Labeling and segmentation items

________________________

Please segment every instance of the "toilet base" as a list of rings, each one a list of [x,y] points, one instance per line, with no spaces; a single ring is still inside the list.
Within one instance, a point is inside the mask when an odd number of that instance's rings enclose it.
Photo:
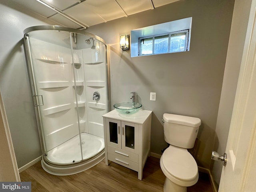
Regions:
[[[164,184],[164,192],[187,192],[187,187],[177,185],[166,177]]]

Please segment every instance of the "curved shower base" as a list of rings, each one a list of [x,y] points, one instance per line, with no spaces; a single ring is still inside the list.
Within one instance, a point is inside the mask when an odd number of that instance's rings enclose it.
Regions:
[[[105,157],[102,116],[110,108],[106,42],[53,26],[27,28],[24,39],[43,168],[56,175],[90,168]]]
[[[55,175],[68,175],[84,171],[96,165],[104,158],[104,139],[86,133],[81,134],[83,160],[81,158],[79,136],[49,151],[41,164],[47,172]],[[80,161],[81,161],[80,160]],[[54,162],[60,164],[59,166]]]

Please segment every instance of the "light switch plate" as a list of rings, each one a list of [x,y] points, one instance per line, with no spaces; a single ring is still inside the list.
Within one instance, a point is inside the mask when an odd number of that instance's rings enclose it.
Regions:
[[[150,101],[155,101],[156,100],[156,93],[150,93]]]

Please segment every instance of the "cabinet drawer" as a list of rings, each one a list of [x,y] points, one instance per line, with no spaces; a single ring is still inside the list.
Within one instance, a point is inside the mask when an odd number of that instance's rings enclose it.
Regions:
[[[109,145],[108,145],[108,153],[111,153],[116,157],[133,161],[136,163],[138,163],[138,155],[137,154]]]
[[[108,158],[113,162],[132,169],[138,171],[138,164],[124,158],[119,157],[116,155],[108,153]]]

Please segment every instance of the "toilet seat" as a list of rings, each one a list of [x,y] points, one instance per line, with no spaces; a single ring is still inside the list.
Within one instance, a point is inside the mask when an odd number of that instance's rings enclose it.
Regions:
[[[186,149],[170,145],[161,157],[160,166],[169,179],[182,186],[191,186],[198,180],[196,162]]]

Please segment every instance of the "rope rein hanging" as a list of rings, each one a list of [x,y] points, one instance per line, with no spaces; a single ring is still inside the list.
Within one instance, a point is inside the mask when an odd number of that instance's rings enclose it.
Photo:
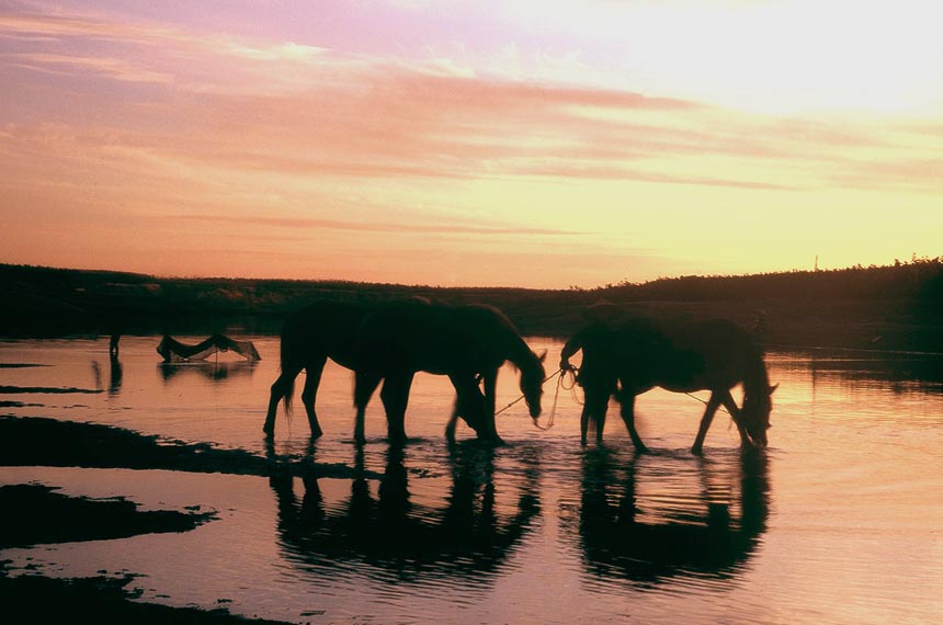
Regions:
[[[534,417],[534,419],[533,419],[534,428],[536,428],[537,430],[543,430],[546,432],[547,430],[549,430],[550,428],[554,427],[554,417],[556,417],[556,413],[557,413],[557,397],[559,397],[559,395],[560,395],[560,386],[563,386],[563,382],[564,382],[563,373],[564,373],[564,370],[560,370],[554,374],[554,375],[557,375],[557,374],[561,374],[561,375],[560,375],[560,377],[557,378],[557,387],[556,387],[556,390],[554,390],[554,406],[550,408],[550,416],[547,419],[547,424],[541,425],[537,422],[537,417]],[[554,377],[554,375],[552,375],[550,377]],[[548,377],[547,379],[550,379],[550,377]],[[545,379],[544,382],[547,382],[547,379]]]
[[[557,372],[552,373],[550,375],[548,375],[547,377],[545,377],[541,384],[544,384],[544,383],[546,383],[548,379],[552,379],[552,378],[553,378],[555,375],[557,375],[558,373],[560,373],[560,372],[558,372],[558,371],[557,371]],[[500,414],[501,412],[503,412],[504,410],[507,410],[508,408],[510,408],[510,407],[511,407],[511,406],[513,406],[514,404],[518,404],[518,402],[519,402],[520,400],[522,400],[524,397],[525,397],[525,396],[524,396],[524,395],[522,395],[521,397],[519,397],[519,398],[518,398],[518,399],[515,399],[514,401],[512,401],[512,402],[510,402],[509,405],[507,405],[505,407],[501,408],[500,410],[498,410],[497,412],[495,412],[495,417],[497,417],[498,414]]]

________________________

* _Given instruction_: Please extract every item above word for word, repeating each line unchanged but omitting the pictures.

* _Final result_:
Please segment every instance of the "toilet base" as a list of rings, each one a list of [x,y] points, one instance per line, with no spaces; a single ring is still inside the list.
Within one instance, a point is inside the mask when an odd number of that instance's rings enclose it.
Photo:
Regions:
[[[164,184],[164,192],[187,192],[187,187],[177,185],[166,177]]]

Please segment every instance of the "curved shower base" as a list of rings, each one a list of [x,y] points, one instance per line, with no spaces; a single ring is still inside the list.
Within one instance, a point is inside the mask when an odd number of that instance's rings enclose it.
Regions:
[[[105,157],[102,116],[110,108],[106,42],[53,26],[27,28],[24,39],[43,168],[56,175],[90,168]]]
[[[55,175],[68,175],[84,171],[96,165],[104,158],[104,139],[86,133],[81,134],[83,160],[81,158],[79,136],[49,151],[41,164],[47,172]],[[80,161],[81,161],[80,160]],[[54,162],[60,164],[59,166]]]

Please segment every instance of the "light switch plate" as a list of rings, each one a list of [x,y] points, one instance per line, with no spaces; a single ring is still inside the list.
Within one instance, a point is inside the mask when an odd number of that instance's rings enclose it.
Regions:
[[[150,101],[155,101],[156,100],[156,93],[150,93]]]

Please segment every instance of the "cabinet drawer" as a list of rings, each one a list of [x,y] points, one instance per line, with no spaces; a single ring is still inside the list.
Within one instance, a point is inside the mask when an odd number of that instance's rings enclose it.
Regions:
[[[109,145],[108,145],[108,153],[111,153],[116,157],[133,161],[136,163],[138,163],[138,155],[137,154]]]
[[[108,158],[113,162],[132,169],[138,171],[138,164],[124,158],[119,157],[116,155],[108,153]]]

Please segment every instance of the "toilet seat" as a list of rings, each one a list of [x,y] points, one instance per line, with no spaces; a single ring is still inside the list.
Within one instance, a point is inside the mask when an odd number of that instance's rings enclose it.
Regions:
[[[186,149],[170,145],[161,157],[160,166],[169,179],[182,186],[191,186],[198,180],[196,162]]]

Please segment every instance of the "rope rein hanging" as a list of rings, each one a list of [x,y] points, one instance per line, with no spaces; a single ring is still inside the list.
Within one instance, a point is inside the mask when an odd number of that instance's rings enclose it.
Photo:
Regions:
[[[534,417],[534,419],[533,419],[534,428],[536,428],[537,430],[543,430],[546,432],[547,430],[549,430],[550,428],[554,427],[554,417],[556,417],[556,413],[557,413],[557,397],[559,397],[559,395],[560,395],[560,386],[563,386],[563,382],[564,382],[563,373],[564,373],[564,370],[560,370],[554,374],[554,375],[557,375],[557,374],[561,374],[561,375],[560,375],[560,377],[557,378],[557,387],[556,387],[556,390],[554,390],[554,406],[550,408],[550,416],[547,419],[547,424],[541,425],[537,422],[537,417]],[[554,377],[554,375],[552,375],[550,377]],[[548,377],[547,379],[550,379],[550,377]],[[545,379],[544,382],[547,382],[547,379]]]
[[[557,372],[552,373],[550,375],[548,375],[547,377],[545,377],[541,384],[544,384],[544,383],[546,383],[548,379],[552,379],[552,378],[553,378],[555,375],[557,375],[558,373],[560,373],[560,372],[558,372],[558,371],[557,371]],[[500,414],[501,412],[503,412],[504,410],[507,410],[508,408],[510,408],[510,407],[511,407],[511,406],[513,406],[514,404],[518,404],[518,402],[519,402],[520,400],[522,400],[524,397],[525,397],[525,396],[524,396],[524,395],[522,395],[521,397],[519,397],[519,398],[518,398],[518,399],[515,399],[514,401],[512,401],[512,402],[510,402],[509,405],[507,405],[505,407],[501,408],[500,410],[498,410],[497,412],[495,412],[495,417],[497,417],[498,414]]]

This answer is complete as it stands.